Can you rewrite the listing below with every "drop a marker" changed to "place a pin" and all other text left unchanged? Omit the pictures from your version.

======== Records supplied

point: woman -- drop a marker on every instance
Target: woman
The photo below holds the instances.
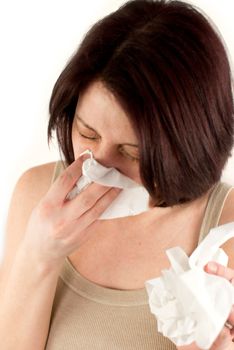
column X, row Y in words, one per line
column 149, row 93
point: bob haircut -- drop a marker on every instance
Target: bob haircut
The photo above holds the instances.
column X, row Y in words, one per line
column 168, row 68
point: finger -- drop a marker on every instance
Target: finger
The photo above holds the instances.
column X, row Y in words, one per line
column 231, row 317
column 82, row 224
column 85, row 200
column 66, row 181
column 219, row 270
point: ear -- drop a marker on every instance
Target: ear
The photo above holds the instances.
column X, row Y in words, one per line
column 228, row 216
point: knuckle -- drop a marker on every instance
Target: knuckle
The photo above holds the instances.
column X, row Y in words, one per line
column 87, row 202
column 66, row 178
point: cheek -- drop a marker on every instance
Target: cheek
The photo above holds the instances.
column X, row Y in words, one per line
column 79, row 146
column 124, row 165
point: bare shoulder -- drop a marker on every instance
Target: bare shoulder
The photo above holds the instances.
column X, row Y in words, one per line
column 228, row 216
column 31, row 186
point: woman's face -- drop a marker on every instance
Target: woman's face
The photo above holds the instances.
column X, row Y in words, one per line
column 101, row 125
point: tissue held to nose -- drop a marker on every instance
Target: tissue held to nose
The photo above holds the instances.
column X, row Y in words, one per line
column 132, row 200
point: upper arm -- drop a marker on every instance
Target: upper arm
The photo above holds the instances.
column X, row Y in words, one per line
column 29, row 189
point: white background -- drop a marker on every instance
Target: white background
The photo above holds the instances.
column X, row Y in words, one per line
column 37, row 38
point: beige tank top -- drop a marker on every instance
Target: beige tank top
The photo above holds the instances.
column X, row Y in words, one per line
column 88, row 316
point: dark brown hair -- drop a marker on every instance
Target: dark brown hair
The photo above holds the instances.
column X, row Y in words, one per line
column 168, row 69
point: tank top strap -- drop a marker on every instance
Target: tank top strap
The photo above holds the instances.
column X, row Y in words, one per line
column 58, row 169
column 214, row 208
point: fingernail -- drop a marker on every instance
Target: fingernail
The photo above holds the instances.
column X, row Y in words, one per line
column 212, row 267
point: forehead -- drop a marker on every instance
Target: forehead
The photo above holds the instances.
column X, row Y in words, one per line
column 99, row 108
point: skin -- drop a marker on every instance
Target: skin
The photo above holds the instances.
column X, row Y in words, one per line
column 101, row 125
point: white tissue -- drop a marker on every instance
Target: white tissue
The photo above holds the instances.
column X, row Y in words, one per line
column 190, row 304
column 132, row 200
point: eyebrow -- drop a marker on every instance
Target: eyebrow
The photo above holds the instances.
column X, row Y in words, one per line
column 90, row 128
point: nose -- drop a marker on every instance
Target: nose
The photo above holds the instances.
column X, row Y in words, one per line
column 106, row 155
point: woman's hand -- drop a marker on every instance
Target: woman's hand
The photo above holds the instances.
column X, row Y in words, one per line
column 57, row 226
column 224, row 341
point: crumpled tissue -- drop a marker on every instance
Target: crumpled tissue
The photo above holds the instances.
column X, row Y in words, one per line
column 190, row 304
column 132, row 200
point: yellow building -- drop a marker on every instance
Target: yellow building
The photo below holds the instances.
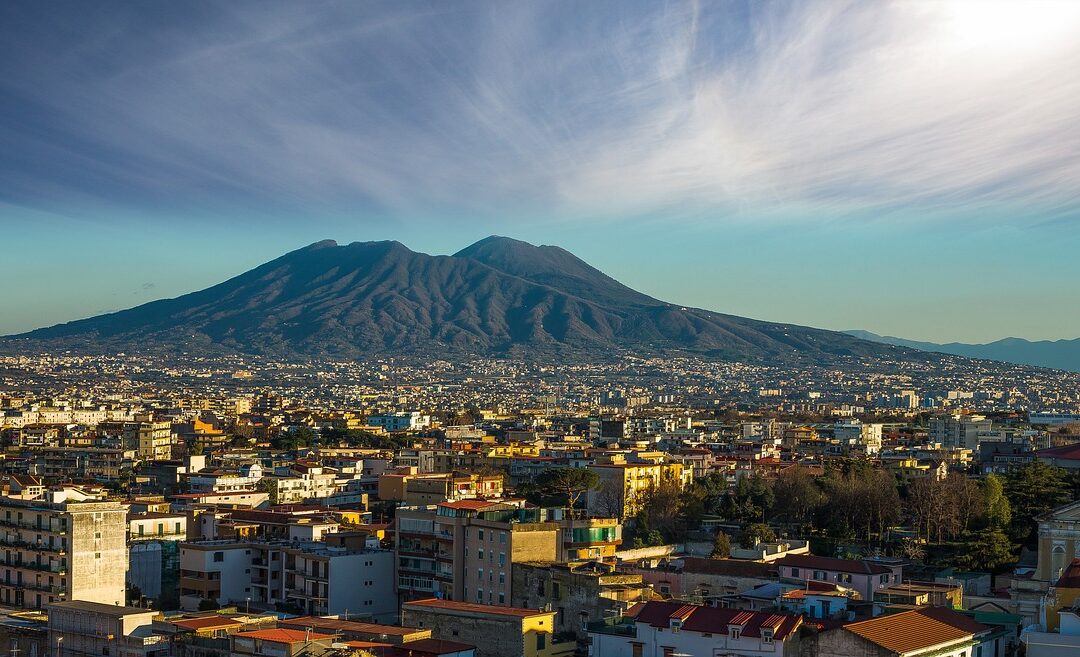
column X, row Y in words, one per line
column 623, row 485
column 1063, row 595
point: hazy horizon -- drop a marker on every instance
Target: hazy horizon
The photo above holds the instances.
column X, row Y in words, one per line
column 902, row 168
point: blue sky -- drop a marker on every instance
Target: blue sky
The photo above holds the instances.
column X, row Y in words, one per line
column 906, row 168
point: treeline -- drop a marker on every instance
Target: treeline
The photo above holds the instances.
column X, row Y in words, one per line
column 304, row 437
column 974, row 522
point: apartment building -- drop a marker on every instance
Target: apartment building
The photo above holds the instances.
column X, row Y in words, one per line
column 623, row 485
column 78, row 628
column 865, row 576
column 315, row 577
column 662, row 629
column 328, row 580
column 496, row 631
column 463, row 550
column 56, row 549
column 299, row 483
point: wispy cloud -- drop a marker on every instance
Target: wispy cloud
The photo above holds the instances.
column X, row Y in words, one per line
column 746, row 110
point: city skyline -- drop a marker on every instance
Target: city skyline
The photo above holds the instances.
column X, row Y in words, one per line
column 905, row 169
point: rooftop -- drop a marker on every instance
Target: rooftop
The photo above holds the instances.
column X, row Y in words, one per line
column 915, row 630
column 450, row 605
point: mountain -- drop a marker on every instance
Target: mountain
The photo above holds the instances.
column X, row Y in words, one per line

================

» **Reply**
point: woman -- place a pin on every instance
Target: woman
The photo below holds the instances.
column X, row Y in words, one per line
column 149, row 93
point: bob haircut -- place a pin on every instance
Target: bob haircut
The photo above holds the instances.
column X, row Y in words, one per line
column 168, row 68
point: finger -- place a pin on every instance
Target: finger
The photo above holds the instances.
column X, row Y in words, one per line
column 231, row 317
column 82, row 224
column 85, row 200
column 66, row 181
column 219, row 270
point: ear -- place a pin on every instance
Target: ear
The photo above holds the instances.
column X, row Y in words, one per line
column 228, row 216
point: knuckle -- place a pin on every instance
Target: knuckle
The photo above holds the instances.
column X, row Y in words, one per line
column 87, row 202
column 66, row 178
point: cheek -- place a pin on every instance
Target: cheek
The photo above holds the instances.
column X, row Y in words, one per line
column 79, row 146
column 124, row 165
point: bare shoulder -- place a pin on every instance
Target: bare shoulder
The photo above holds the instances.
column X, row Y in words, one per line
column 228, row 216
column 31, row 186
point: woman's face -- place a pin on every instance
Target: woman's face
The photo above holds the instances.
column X, row Y in words, one per line
column 101, row 125
point: tissue held to nose -- place a pin on every instance
Target: tissue held to nose
The photo above holds the instances.
column X, row Y in words, one per line
column 132, row 200
point: upper arm -- place a pin on every instance
Target: upper arm
The photo above holds the instances.
column X, row Y in words, one per line
column 29, row 189
point: white background -- place a pin on every instance
Target: white background
The photo above holds the instances.
column X, row Y in words, one per line
column 37, row 38
point: beige tank top -- place a pin on every instance
Target: beige tank top
The photo above holds the instances.
column X, row Y in words, one per line
column 88, row 316
point: dark brown hair -- place a pin on every instance
Target: dark brown hair
The photo above holds the instances.
column X, row Y in words, one per line
column 168, row 69
point: tank top strap -- place a pin on every instance
Target: tank top strap
The photo above holds the instances.
column X, row Y in words, one per line
column 58, row 169
column 214, row 208
point: fingernail -- place a pin on every instance
Target: fingernail
The photo above holds the instances.
column X, row Y in words, one per line
column 212, row 267
point: forehead -- place a pin on every instance
Target: forehead
The photo above holds the instances.
column X, row Y in words, one per line
column 99, row 108
point: skin -- place a pin on every instance
Target: skin
The photo above holds the instances.
column X, row Y in words, one per line
column 101, row 125
point: white tissue -- place a pin on every instance
Target: white tissue
The photo above holds the instances.
column X, row Y in words, one per line
column 190, row 304
column 132, row 200
point: eyebrow -- place a pin on every instance
Target: eyebrow
The photo above holds the instances.
column X, row Y in words, one per line
column 90, row 128
point: nose -- place a pin on every instance
Target: nose
The photo above holds the instances.
column X, row Y in words, one per line
column 106, row 155
point: woman's hand -- place a pin on every instance
Target: woman's hand
The photo above holds the instances.
column X, row Y in words, one per line
column 57, row 226
column 224, row 341
point: crumpled tissue -- place a pin on every instance
Target: crumpled tissue
The photo above holds the instances.
column X, row Y in words, one per line
column 190, row 304
column 132, row 200
point: yellow building -- place a pin on every instance
Target: yellow building
The photo below holds the instances.
column X, row Y in words, one per line
column 623, row 485
column 1063, row 595
point: hazy horizon -- place a pin on every instance
Target: hazy horizon
The photo above holds the instances.
column X, row Y in words, one per line
column 902, row 168
point: blue sky -- place a pin on every instance
Target: blue sky
The photo above holds the instances.
column X, row Y in words, one per line
column 906, row 168
point: treeline -- place a pin on every instance
Target: treeline
The photo above holds the instances.
column X, row Y in words, one per line
column 304, row 437
column 974, row 522
point: apartment building -- place a pin on every instance
Target: apartment building
The photo above holds the instances.
column X, row Y in words, one per line
column 623, row 485
column 78, row 628
column 865, row 576
column 315, row 577
column 662, row 629
column 328, row 580
column 496, row 631
column 463, row 550
column 56, row 549
column 299, row 483
point: wispy cloud -- place a pin on every instance
Target: wispy cloud
The photo above holds the instances.
column X, row Y in words, one per line
column 746, row 110
point: city skyline -- place a pin on every instance
Target: city skyline
The photo above holds the instances.
column X, row Y in words, one per line
column 905, row 169
point: rooftop -- place a pin on every instance
Target: rooftop
The photo above holds the instances.
column X, row Y in words, one per line
column 915, row 630
column 450, row 605
point: mountain -- place a pin on every instance
Target: mountain
The photo above holds the instances.
column X, row Y in words, one per line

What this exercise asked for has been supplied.